Directions
Repeat the records below verbatim and include no pictures.

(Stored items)
------------------------------------

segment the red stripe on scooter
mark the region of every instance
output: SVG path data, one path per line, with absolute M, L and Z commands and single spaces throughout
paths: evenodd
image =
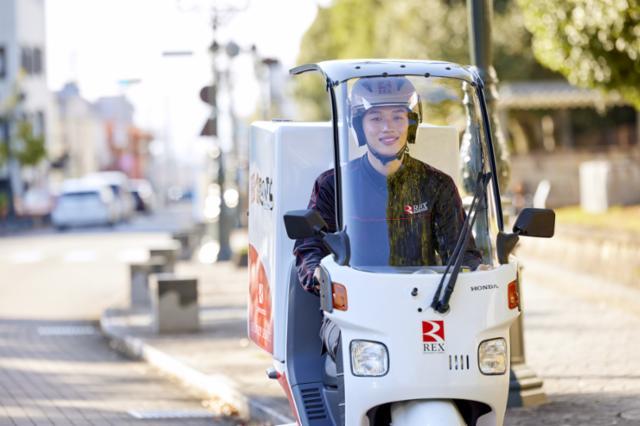
M 293 394 L 291 393 L 291 386 L 289 386 L 287 375 L 284 372 L 279 373 L 278 383 L 280 383 L 280 386 L 282 386 L 282 389 L 284 389 L 284 393 L 287 394 L 287 399 L 289 400 L 289 408 L 291 409 L 291 413 L 296 419 L 296 423 L 298 424 L 298 426 L 302 425 L 302 423 L 300 423 L 300 417 L 298 417 L 296 402 L 293 399 Z
M 271 290 L 258 251 L 249 244 L 249 338 L 273 353 Z

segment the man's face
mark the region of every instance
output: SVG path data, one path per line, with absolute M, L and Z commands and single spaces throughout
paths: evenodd
M 409 117 L 399 106 L 375 107 L 362 120 L 367 143 L 382 155 L 394 155 L 407 143 Z

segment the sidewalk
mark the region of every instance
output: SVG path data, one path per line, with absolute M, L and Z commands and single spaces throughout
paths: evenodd
M 526 265 L 527 364 L 543 379 L 549 403 L 510 409 L 505 425 L 639 425 L 640 292 L 534 259 Z M 246 269 L 182 263 L 177 270 L 200 279 L 202 331 L 159 336 L 145 312 L 110 309 L 101 325 L 113 347 L 223 412 L 291 422 L 283 391 L 265 374 L 270 357 L 246 338 Z
M 148 311 L 113 308 L 100 321 L 112 347 L 144 359 L 225 414 L 290 423 L 289 403 L 265 373 L 271 356 L 246 337 L 247 269 L 229 262 L 183 262 L 176 272 L 199 278 L 201 331 L 158 335 L 151 330 Z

------------------------------------

Response area
segment the red stripe on scooter
mark the region of every instance
output: SVG path data, one path per line, with absolute M, L and Z commands and single spaces throughout
paths: evenodd
image =
M 293 394 L 291 393 L 291 386 L 289 386 L 287 375 L 284 372 L 279 373 L 278 383 L 280 383 L 280 386 L 282 386 L 282 389 L 284 389 L 284 393 L 287 394 L 287 399 L 289 400 L 289 408 L 291 409 L 291 413 L 296 419 L 296 423 L 298 424 L 298 426 L 302 425 L 302 423 L 300 423 L 300 417 L 298 417 L 296 402 L 293 399 Z
M 271 290 L 258 251 L 249 244 L 249 338 L 273 353 Z

segment the man's face
mark the region of every instance
output: SVG path data, one path per line, with absolute M, L and Z commands and single spaces throughout
paths: evenodd
M 409 117 L 399 106 L 375 107 L 362 120 L 367 143 L 382 155 L 394 155 L 407 143 Z

segment the sidewalk
mark the region of every instance
output: SVG path data, one path per line, with absolute M, L and Z commands and single spaces throughout
paths: evenodd
M 526 265 L 527 364 L 543 379 L 549 403 L 510 409 L 505 425 L 639 425 L 640 292 L 534 259 Z M 246 269 L 182 263 L 177 270 L 200 279 L 202 331 L 159 336 L 145 312 L 110 309 L 101 325 L 113 347 L 223 412 L 291 422 L 283 391 L 265 374 L 270 357 L 246 338 Z
M 148 311 L 113 308 L 100 321 L 112 347 L 144 359 L 225 414 L 290 423 L 289 403 L 265 373 L 271 356 L 246 337 L 247 269 L 229 262 L 183 262 L 176 272 L 199 278 L 201 331 L 158 335 L 151 330 Z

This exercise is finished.